### Given data

------------------------------

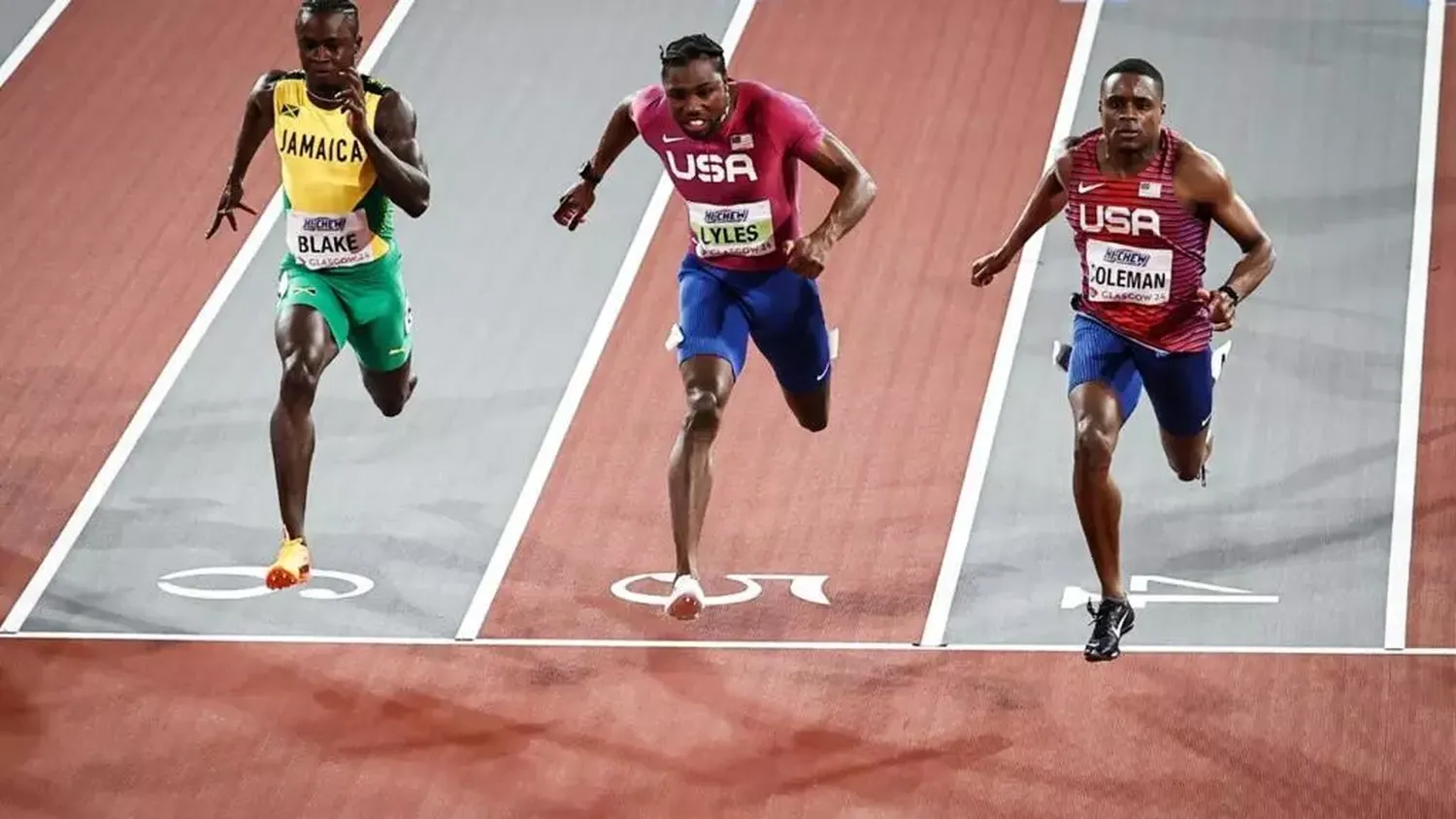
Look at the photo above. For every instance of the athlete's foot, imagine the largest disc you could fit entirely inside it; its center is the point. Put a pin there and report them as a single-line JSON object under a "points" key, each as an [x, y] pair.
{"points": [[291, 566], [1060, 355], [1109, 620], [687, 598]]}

------------------------------

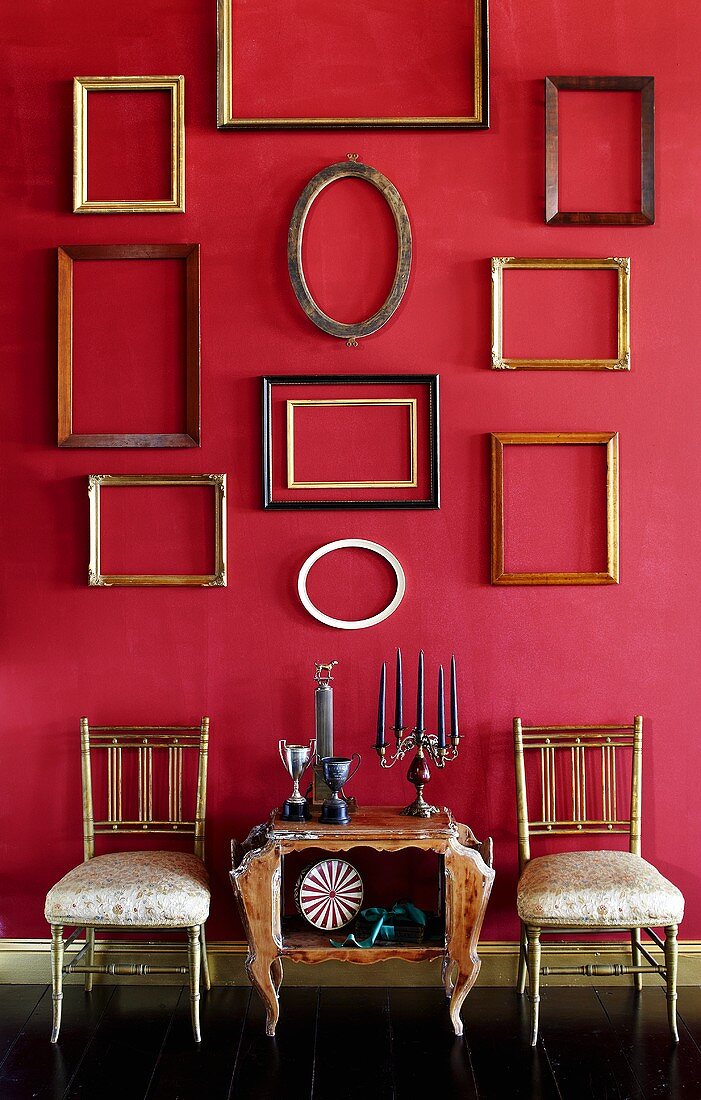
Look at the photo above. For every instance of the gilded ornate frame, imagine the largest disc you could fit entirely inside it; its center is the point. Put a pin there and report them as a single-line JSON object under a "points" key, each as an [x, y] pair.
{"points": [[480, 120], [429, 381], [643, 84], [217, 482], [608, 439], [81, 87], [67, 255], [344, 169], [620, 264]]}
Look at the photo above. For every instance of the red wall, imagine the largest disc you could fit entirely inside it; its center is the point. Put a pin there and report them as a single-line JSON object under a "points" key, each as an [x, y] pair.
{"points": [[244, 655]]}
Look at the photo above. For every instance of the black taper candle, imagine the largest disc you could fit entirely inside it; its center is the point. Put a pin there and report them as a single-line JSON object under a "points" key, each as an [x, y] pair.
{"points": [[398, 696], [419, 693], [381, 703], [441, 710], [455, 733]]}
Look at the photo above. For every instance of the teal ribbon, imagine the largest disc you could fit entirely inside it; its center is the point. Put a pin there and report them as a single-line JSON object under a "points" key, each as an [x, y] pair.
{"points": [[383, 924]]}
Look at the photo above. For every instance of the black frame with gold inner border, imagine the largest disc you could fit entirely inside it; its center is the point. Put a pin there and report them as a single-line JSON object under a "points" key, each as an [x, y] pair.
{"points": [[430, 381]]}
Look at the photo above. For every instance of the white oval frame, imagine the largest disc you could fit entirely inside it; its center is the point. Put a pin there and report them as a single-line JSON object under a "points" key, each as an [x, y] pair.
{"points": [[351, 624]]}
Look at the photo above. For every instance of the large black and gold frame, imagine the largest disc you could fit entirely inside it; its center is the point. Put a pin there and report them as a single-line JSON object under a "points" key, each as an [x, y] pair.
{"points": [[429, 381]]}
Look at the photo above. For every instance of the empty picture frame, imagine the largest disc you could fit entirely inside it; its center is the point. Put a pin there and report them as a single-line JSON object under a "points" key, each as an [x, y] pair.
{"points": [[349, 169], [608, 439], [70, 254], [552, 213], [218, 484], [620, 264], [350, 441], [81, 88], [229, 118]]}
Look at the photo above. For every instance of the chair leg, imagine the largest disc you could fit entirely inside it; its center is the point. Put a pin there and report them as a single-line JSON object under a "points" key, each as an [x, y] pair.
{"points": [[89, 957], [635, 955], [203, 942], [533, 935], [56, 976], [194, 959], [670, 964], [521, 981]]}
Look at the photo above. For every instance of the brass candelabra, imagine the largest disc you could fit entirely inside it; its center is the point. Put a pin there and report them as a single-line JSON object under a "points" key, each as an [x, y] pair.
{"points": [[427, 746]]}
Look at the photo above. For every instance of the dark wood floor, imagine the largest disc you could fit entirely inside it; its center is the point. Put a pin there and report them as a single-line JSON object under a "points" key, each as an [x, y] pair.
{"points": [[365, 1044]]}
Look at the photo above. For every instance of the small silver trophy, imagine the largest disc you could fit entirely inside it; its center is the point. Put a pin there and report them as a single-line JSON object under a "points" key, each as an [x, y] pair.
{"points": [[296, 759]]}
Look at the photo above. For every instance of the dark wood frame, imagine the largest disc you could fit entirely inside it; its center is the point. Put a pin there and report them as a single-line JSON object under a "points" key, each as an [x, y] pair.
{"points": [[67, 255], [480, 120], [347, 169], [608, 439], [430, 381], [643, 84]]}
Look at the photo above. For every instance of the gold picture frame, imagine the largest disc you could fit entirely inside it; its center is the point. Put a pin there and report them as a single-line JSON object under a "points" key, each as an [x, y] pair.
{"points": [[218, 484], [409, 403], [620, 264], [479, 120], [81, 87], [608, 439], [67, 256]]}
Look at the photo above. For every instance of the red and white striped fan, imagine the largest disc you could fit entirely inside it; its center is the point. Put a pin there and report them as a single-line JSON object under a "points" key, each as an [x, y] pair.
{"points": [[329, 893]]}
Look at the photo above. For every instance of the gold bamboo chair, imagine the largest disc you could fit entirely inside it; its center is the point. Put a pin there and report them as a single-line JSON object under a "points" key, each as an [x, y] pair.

------------------------------

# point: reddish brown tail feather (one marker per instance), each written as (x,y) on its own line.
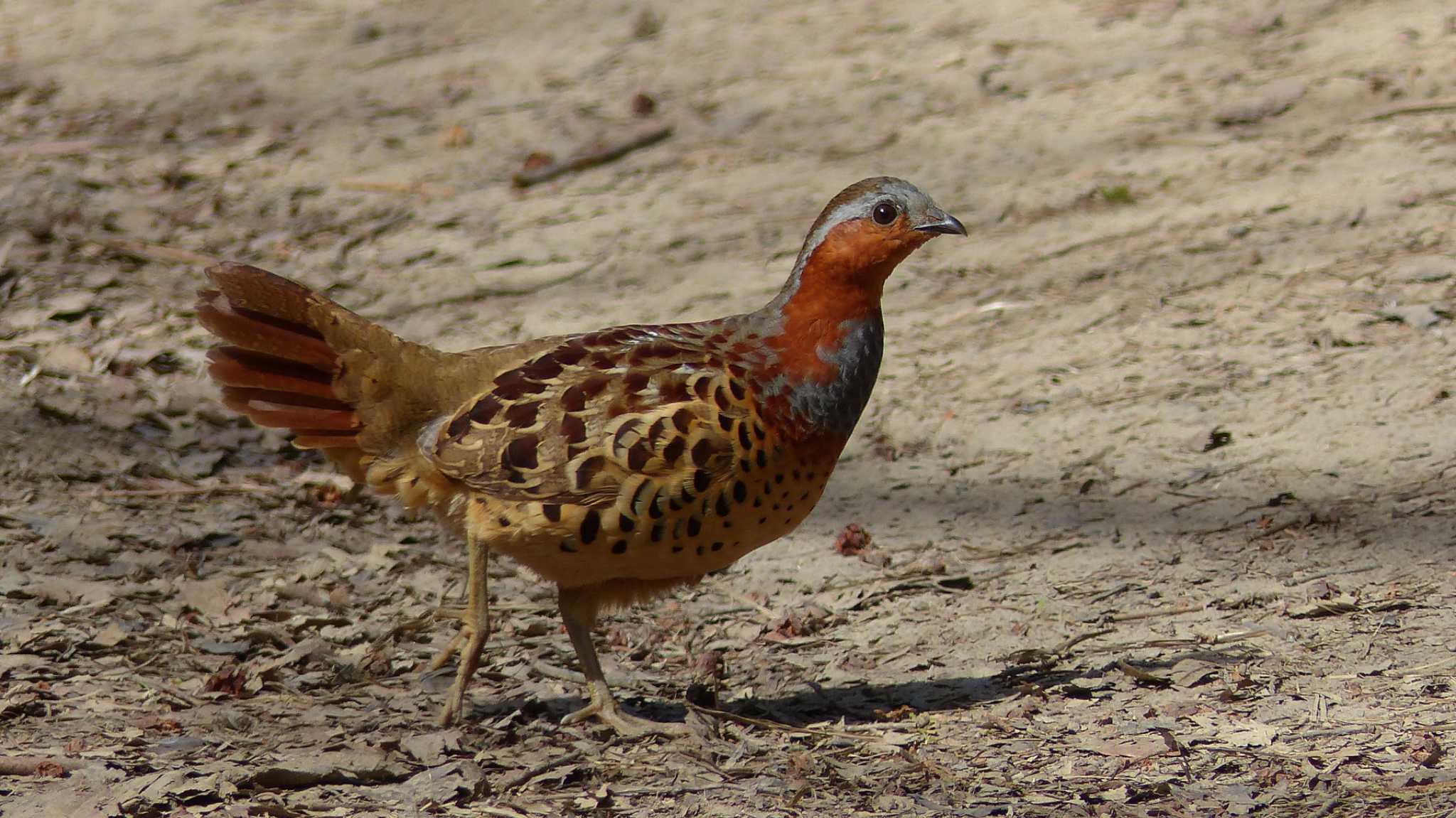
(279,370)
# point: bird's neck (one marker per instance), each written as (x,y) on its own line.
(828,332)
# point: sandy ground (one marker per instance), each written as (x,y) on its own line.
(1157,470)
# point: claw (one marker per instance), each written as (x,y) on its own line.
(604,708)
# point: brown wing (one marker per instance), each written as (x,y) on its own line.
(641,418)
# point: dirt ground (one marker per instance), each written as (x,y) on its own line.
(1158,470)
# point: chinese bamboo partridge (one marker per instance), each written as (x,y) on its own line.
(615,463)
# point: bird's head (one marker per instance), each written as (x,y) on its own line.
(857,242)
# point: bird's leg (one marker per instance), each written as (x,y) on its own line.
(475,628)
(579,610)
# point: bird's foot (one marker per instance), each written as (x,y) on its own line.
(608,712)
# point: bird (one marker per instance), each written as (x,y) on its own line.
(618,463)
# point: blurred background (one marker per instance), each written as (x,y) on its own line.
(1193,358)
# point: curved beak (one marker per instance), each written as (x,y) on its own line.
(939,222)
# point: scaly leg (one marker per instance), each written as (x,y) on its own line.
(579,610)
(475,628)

------------------------------

### Required work
Locate each line in the listing above that contains the word "bird" and copy those lines.

### Exercise output
# point: bird's neck (one marker per instance), each written as (x,y) on its own line.
# point: bird's head (one marker per instance), each written as (x,y) on its own line.
# point: bird's leg (one marker per instance), each written as (x,y) on its own line.
# point: bird's foot (one marker per instance), each written as (x,y) on its own line.
# point: bird (one marker per instance), each written as (x,y) on its own line.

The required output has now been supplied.